Pick out every line in the items below that contains the word "railing" and copy each one. Case counts.

▶

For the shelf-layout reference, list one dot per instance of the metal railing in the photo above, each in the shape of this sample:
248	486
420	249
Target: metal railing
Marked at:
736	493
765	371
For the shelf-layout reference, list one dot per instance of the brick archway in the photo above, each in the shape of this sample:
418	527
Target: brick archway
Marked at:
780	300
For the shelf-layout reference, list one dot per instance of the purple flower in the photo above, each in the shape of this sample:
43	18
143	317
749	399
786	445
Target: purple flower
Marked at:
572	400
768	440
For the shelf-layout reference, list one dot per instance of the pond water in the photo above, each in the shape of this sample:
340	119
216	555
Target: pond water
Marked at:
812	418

◀
▶

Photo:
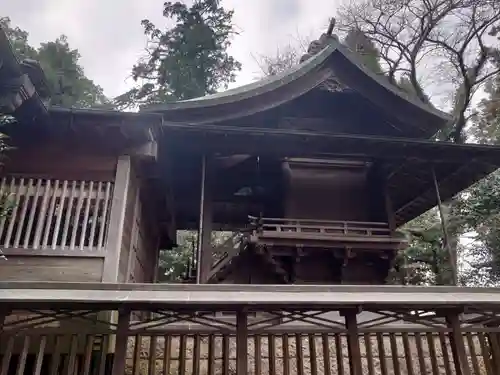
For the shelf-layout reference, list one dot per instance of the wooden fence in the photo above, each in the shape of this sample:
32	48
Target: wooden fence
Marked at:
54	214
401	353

◀

• Finished task
For the shelf-layout reference, list one dot per instance of the metal railing in the photo above, each in the shape of this sample:
Target: metal railing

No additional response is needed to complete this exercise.